> _指示内容_
以下の行から文字列「shoreline」を含むものをすべて探し出し、それらの行を書き写してください。

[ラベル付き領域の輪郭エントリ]
:::

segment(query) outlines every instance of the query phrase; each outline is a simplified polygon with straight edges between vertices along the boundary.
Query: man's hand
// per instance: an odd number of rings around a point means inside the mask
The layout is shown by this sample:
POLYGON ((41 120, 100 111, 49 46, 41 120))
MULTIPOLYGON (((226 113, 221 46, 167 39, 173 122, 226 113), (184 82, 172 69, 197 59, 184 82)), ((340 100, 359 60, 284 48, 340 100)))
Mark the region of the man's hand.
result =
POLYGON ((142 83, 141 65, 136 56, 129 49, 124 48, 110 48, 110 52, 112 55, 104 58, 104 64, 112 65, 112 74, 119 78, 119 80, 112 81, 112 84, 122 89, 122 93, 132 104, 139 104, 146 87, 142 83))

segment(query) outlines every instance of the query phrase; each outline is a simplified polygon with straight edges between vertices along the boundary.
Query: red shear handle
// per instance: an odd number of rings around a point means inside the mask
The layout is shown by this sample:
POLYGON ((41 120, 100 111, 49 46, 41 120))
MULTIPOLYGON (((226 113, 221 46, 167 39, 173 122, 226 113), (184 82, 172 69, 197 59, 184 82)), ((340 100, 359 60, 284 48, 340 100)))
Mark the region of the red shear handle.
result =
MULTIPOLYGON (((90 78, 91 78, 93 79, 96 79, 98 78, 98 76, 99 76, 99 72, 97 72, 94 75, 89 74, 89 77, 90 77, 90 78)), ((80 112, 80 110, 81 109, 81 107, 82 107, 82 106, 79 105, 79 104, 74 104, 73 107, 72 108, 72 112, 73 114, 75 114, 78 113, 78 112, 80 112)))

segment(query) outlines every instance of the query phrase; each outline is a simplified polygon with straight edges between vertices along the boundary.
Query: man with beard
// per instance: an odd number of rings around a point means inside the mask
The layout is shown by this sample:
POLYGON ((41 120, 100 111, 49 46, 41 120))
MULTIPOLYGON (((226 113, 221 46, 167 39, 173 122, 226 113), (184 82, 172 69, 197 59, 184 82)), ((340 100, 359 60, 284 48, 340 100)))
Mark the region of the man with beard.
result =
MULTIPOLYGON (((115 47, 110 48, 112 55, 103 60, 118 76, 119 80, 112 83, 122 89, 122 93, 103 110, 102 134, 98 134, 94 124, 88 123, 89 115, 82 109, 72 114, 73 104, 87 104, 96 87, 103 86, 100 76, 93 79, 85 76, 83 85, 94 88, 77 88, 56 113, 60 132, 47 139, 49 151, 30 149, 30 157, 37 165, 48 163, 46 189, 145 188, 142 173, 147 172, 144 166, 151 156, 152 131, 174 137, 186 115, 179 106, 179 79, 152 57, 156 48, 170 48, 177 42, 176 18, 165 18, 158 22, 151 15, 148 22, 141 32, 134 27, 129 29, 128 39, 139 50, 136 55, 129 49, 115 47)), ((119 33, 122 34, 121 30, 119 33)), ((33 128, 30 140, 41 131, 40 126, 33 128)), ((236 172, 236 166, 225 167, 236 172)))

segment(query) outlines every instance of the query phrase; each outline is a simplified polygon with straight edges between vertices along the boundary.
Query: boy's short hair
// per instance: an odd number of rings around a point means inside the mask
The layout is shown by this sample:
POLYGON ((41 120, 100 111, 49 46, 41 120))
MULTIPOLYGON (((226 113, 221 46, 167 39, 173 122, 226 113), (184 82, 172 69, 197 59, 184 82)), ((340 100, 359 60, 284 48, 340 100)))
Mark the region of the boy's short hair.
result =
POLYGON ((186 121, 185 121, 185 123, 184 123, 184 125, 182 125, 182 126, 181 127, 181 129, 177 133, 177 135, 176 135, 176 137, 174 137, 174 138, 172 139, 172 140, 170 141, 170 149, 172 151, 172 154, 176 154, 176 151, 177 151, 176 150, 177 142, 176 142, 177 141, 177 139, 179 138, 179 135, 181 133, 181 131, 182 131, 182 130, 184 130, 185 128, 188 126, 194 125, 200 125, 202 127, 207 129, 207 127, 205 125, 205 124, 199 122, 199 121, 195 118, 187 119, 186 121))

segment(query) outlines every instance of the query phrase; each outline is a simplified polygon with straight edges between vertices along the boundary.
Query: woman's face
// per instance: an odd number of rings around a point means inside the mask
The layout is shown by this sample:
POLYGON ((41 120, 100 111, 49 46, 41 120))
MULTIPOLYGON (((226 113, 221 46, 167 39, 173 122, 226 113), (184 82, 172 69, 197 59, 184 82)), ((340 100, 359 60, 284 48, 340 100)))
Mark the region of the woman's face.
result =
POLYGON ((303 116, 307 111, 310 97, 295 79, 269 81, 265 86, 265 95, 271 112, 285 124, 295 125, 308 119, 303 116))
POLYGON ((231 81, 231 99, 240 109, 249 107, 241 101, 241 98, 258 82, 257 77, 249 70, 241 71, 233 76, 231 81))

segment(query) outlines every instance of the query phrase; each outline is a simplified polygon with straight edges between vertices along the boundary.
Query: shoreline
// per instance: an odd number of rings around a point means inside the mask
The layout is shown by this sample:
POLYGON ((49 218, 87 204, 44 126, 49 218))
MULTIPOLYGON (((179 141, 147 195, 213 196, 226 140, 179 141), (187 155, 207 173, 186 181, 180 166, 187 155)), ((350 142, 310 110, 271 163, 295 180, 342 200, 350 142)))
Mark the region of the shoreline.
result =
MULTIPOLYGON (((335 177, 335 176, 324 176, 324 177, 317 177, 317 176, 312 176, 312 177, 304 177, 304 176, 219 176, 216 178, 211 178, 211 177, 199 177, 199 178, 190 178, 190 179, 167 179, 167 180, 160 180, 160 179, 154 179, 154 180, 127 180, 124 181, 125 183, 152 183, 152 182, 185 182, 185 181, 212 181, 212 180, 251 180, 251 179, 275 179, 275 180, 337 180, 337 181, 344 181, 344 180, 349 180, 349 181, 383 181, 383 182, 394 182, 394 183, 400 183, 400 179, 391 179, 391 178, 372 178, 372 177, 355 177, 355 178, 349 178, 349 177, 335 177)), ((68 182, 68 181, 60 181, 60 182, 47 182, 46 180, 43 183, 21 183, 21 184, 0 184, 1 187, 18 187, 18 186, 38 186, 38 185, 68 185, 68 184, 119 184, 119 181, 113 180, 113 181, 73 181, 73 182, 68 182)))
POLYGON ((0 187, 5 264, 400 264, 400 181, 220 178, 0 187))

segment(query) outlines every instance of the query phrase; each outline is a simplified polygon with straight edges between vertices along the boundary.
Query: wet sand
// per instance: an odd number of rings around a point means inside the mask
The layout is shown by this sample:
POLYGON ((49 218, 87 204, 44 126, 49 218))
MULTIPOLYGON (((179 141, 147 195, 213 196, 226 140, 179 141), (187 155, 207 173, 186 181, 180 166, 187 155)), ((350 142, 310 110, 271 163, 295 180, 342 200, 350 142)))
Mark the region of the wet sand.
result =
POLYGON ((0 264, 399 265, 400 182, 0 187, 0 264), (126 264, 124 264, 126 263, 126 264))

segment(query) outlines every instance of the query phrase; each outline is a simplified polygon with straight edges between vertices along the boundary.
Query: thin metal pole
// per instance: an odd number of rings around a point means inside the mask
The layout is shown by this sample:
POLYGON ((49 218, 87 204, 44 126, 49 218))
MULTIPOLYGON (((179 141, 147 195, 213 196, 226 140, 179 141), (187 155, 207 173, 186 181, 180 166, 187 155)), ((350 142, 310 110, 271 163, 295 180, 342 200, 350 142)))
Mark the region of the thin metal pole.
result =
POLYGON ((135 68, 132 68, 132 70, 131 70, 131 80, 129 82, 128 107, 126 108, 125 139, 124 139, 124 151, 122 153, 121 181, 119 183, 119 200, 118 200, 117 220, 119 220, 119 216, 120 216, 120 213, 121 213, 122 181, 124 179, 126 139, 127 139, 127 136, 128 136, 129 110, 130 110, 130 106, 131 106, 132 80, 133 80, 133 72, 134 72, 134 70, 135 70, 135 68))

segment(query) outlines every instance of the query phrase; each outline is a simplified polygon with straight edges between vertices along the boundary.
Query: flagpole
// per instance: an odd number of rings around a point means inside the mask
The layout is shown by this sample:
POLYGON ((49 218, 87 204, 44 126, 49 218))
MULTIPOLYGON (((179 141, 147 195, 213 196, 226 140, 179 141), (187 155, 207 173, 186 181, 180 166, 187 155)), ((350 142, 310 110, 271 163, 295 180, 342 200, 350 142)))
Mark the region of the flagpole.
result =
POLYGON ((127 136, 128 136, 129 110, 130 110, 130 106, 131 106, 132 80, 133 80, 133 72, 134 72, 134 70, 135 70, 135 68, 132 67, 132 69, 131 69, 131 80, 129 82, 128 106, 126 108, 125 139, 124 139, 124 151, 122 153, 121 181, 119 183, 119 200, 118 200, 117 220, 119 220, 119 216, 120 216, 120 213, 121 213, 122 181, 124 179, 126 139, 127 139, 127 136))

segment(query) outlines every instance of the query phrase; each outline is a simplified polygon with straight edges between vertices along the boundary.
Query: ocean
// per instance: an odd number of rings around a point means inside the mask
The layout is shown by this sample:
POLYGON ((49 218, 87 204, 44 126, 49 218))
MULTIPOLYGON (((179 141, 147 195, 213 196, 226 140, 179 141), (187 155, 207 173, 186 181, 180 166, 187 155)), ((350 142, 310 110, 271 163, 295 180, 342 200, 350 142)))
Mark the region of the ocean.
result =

:::

> _回答_
Query: shoreline
Mark the region of the shoreline.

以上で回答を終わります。